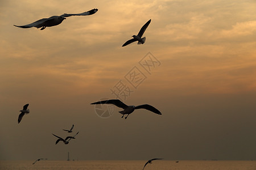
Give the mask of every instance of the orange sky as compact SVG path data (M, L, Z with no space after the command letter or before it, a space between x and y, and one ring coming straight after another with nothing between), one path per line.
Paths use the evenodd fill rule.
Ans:
M256 159L254 1L0 5L0 133L8 136L0 159L65 159L68 150L81 159ZM94 8L43 31L13 26ZM150 19L145 44L121 47ZM148 52L160 63L151 74L139 63ZM147 77L137 89L125 78L134 66ZM120 80L133 91L127 104L150 104L163 116L137 110L125 120L115 108L98 117L89 104L114 98ZM31 113L18 125L27 103ZM64 136L73 124L81 132L73 144L55 146L51 133Z

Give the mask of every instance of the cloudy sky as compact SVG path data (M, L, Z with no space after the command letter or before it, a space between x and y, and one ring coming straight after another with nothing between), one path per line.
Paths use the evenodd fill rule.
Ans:
M13 26L94 8L43 31ZM1 1L0 160L256 159L255 11L255 1ZM145 44L121 47L150 19ZM163 115L105 106L102 118L90 105L117 97ZM55 145L72 124L76 139Z

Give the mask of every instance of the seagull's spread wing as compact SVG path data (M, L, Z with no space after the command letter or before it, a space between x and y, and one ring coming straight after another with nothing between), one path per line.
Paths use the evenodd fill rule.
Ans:
M150 105L149 104L143 104L143 105L138 105L138 106L135 107L135 109L147 109L148 110L151 111L155 113L156 113L158 114L162 114L161 112L159 110L158 110L156 108L154 108L154 107L152 107L152 105Z
M74 128L74 125L73 125L72 127L71 127L71 129L70 129L70 131L72 131L73 128Z
M126 46L126 45L127 45L128 44L131 44L131 43L132 43L132 42L135 42L135 41L137 41L137 40L136 40L135 39L133 39L129 40L128 41L127 41L126 42L125 42L125 43L123 44L123 45L122 45L122 46Z
M150 19L143 27L141 28L141 30L139 31L139 33L138 33L138 36L141 37L142 35L143 35L144 32L146 31L146 29L147 29L147 27L148 26L149 24L151 22L151 19Z
M34 22L32 23L27 24L27 25L24 25L24 26L16 26L16 25L14 25L14 26L15 27L22 28L31 28L33 27L36 27L38 28L42 27L43 23L49 22L52 20L54 20L54 19L52 18L52 16L48 18L43 18L43 19L39 19L36 22Z
M28 107L28 104L25 104L24 106L23 106L23 110L27 110L27 107Z
M84 12L82 13L80 13L80 14L64 14L63 15L61 15L61 16L63 16L63 17L68 17L68 16L84 16L84 15L92 15L94 14L95 13L97 12L97 11L98 11L98 9L97 8L94 8L92 9L90 11L86 11L86 12Z
M158 159L163 159L162 158L154 158L154 159L150 159L150 161L152 161L152 160L158 160Z
M112 99L108 100L100 101L95 103L91 103L90 104L113 104L119 108L125 109L127 105L122 103L118 99Z
M19 122L21 121L21 120L22 119L22 117L25 114L25 113L21 112L20 114L19 115L19 118L18 118L18 123L19 124Z

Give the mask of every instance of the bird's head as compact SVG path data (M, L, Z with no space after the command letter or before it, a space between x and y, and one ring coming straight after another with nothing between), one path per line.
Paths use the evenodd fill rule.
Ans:
M66 19L66 18L63 17L63 16L59 16L59 19L60 20L61 20L61 21L63 21L63 20Z

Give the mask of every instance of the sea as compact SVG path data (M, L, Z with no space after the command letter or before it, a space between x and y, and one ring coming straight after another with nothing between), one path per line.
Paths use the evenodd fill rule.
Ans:
M0 161L1 170L143 170L147 160ZM255 160L160 160L144 170L256 170Z

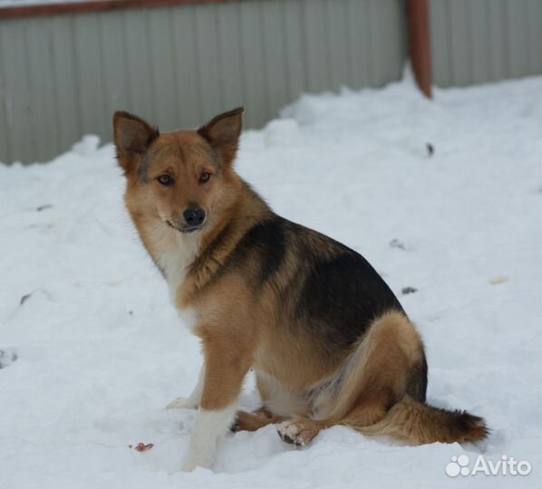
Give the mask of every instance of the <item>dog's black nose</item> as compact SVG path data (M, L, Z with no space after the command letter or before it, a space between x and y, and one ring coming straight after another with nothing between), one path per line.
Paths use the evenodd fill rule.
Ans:
M182 216L189 225L199 225L205 220L203 209L187 209Z

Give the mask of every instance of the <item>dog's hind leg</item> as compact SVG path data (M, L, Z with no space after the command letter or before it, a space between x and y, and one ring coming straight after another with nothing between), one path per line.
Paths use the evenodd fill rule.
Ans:
M237 411L236 420L231 427L231 431L256 431L267 425L274 425L286 419L284 416L274 415L265 408L247 413L247 411Z
M375 320L350 357L334 405L324 419L295 418L280 423L280 437L298 446L334 425L370 426L382 420L405 394L425 397L423 345L402 312Z
M425 400L427 364L423 344L402 312L388 312L375 320L352 360L355 363L331 415L340 419L339 424L373 425L406 394L415 400Z

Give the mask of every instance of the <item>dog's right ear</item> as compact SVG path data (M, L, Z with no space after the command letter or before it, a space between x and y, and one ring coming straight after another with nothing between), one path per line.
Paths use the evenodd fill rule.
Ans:
M160 135L158 129L145 120L119 110L113 116L113 138L117 147L119 164L128 173Z

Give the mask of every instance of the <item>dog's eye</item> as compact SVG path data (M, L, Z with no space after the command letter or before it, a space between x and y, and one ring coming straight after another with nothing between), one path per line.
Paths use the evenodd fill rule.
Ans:
M157 178L157 181L164 187L171 187L175 183L175 180L172 177L169 177L169 175L160 175Z

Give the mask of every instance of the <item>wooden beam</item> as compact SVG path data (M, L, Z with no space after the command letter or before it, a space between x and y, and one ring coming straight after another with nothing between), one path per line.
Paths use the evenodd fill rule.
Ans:
M235 1L238 0L90 0L88 2L67 2L63 4L36 4L34 5L0 7L0 20L183 5L223 4Z
M408 17L412 71L420 90L431 99L432 72L428 0L409 0Z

━━━

Task instructions. Write out all of the data above word for word, leaving out the pictures.

Response to the exercise.
Give the mask of every instance of the orange sky as compact SVG path data (M, L, Z with no space after the command letter or before it, a space between x and y, and one ring coming straight after another with nothing between), one path per line.
Paths use the evenodd fill rule.
Ans:
M256 159L254 1L0 5L0 133L8 136L0 159L65 159L68 150L81 159ZM94 8L43 31L13 26ZM150 19L145 44L121 47ZM148 52L160 63L151 74L139 63ZM147 77L137 89L125 78L134 66ZM120 80L133 91L127 104L150 104L163 116L137 110L125 120L115 108L98 117L89 104L114 98ZM31 113L18 125L27 103ZM64 136L73 124L81 132L73 144L55 146L51 133Z

Give the mask of every instance of the cloudy sky as compact SVG path data (M, L, Z with no space after the command letter or before it, a space between x and y, and one ring coming straight after another with nothing between), one path per line.
Paths use the evenodd fill rule.
Ans:
M13 26L94 8L43 31ZM1 1L0 160L256 159L255 11L255 1ZM145 44L121 47L150 19ZM163 115L105 106L102 118L90 105L117 97ZM55 145L72 124L76 139Z

Give the mask of every instance of the seagull's spread wing as compact SVG path data (M, L, Z with no space after the command letter or before it, a space between x and y, and one ring coming straight after another with nothing between), one path per line.
Paths use the evenodd fill rule.
Ans:
M150 105L149 104L143 104L143 105L138 105L138 106L135 107L135 109L147 109L148 110L151 111L155 113L156 113L158 114L162 114L161 112L159 110L158 110L156 108L154 108L154 107L152 107L152 105Z
M74 128L74 125L73 125L72 127L71 127L71 129L70 129L70 131L72 131L73 128Z
M126 46L126 45L127 45L128 44L131 44L131 43L132 43L132 42L135 42L135 41L137 41L137 40L136 40L135 39L133 39L129 40L128 41L127 41L126 42L125 42L125 43L123 44L123 45L122 45L122 46Z
M150 19L143 27L141 28L141 30L139 31L139 33L138 33L138 36L141 37L142 35L143 35L144 32L146 31L146 29L147 29L147 27L148 26L149 24L151 22L151 19Z
M34 22L32 23L27 24L27 25L24 25L24 26L16 26L16 25L14 25L14 26L15 27L22 28L31 28L33 27L36 27L38 28L42 27L43 23L49 22L52 20L54 20L54 19L52 18L52 16L48 18L43 18L43 19L39 19L36 22Z
M28 107L28 104L25 104L24 106L23 106L23 110L27 110L27 107Z
M84 12L82 13L80 13L80 14L64 14L63 15L61 15L61 16L63 16L63 17L68 17L68 16L84 16L84 15L92 15L94 14L95 13L97 12L97 11L98 11L98 9L97 8L94 8L92 9L90 11L86 11L86 12Z
M158 159L163 159L162 158L154 158L154 159L150 159L150 161L152 161L152 160L158 160Z
M112 99L108 100L100 101L95 103L91 103L90 104L113 104L119 108L125 109L127 105L122 103L118 99Z
M19 122L21 121L21 120L22 119L22 117L25 114L25 113L21 112L20 114L19 115L19 118L18 118L18 123L19 124Z

Give the mask of every instance of the bird's head as compact SVG path data (M, L, Z with no space after the command letter or before it, a space between x and y, and one ring coming straight after another with nothing between), one path per line.
Paths use the evenodd fill rule.
Ans:
M66 19L66 18L63 17L63 16L59 16L59 19L60 20L61 20L61 21L63 21L63 20Z

Give the mask of every instance of the sea as compact SVG path data (M, L, Z with no space after the command letter or before it, a space between x and y, and one ring coming straight after another with nothing between), one path per line.
Paths use the evenodd fill rule.
Ans:
M0 161L1 170L143 170L147 160ZM255 160L160 160L144 170L256 170Z

Give the mask of every instance of the <item>dog's black nose</item> as compact SVG path data (M, L, Z with no space after the command letter or before it, a space between x and y, and one ring coming straight after another with nothing between), one path per line.
Paths use the evenodd fill rule.
Ans:
M182 216L189 225L199 225L205 220L203 209L187 209Z

Give the mask of every instance of the <item>dog's hind leg</item> as compact SVG path data (M, L, Z with no space after the command letter or before it, a space between x and y, and one ring coming straight after another with nothing between), one path per line.
Paths use the evenodd fill rule.
Ans:
M237 411L236 420L231 427L231 431L256 431L267 425L274 425L286 419L284 416L274 415L265 408L247 413L247 411Z
M375 320L350 357L334 405L324 419L295 418L280 423L280 437L298 446L334 425L370 426L382 420L405 394L425 397L423 345L402 312Z
M425 400L427 364L423 344L402 312L388 312L375 320L352 360L355 363L331 415L340 419L339 424L373 425L406 394L415 400Z

Give the mask of every instance of the <item>dog's right ear</item> as compact SVG path data (M, L, Z with no space after the command letter or before it, a space between x and y, and one ring coming straight after another with nothing between), one path per line.
Paths use the evenodd fill rule.
Ans:
M160 135L158 129L145 120L119 110L113 116L113 138L117 147L119 164L128 173Z

Give the mask of every instance of the <item>dog's eye</item> as compact SVG path data (M, L, Z with no space after the command letter or before it, a space between x and y, and one ring coming straight after another with nothing between), one path per line.
Paths use the evenodd fill rule.
Ans:
M157 178L157 181L164 187L171 187L175 183L175 180L172 177L169 177L169 175L160 175Z

Give the mask of every instance of the <item>wooden beam</item> as compact SVG path data (M, L, Z with no space after the command letter or before it, a space between x and y, and one ring coming straight after another with nothing between), one path per line.
Paths use the evenodd fill rule.
Ans:
M235 1L238 0L90 0L88 2L67 2L63 4L36 4L34 5L0 7L0 20L183 5L223 4Z
M408 17L412 71L420 90L431 99L432 72L428 0L409 0Z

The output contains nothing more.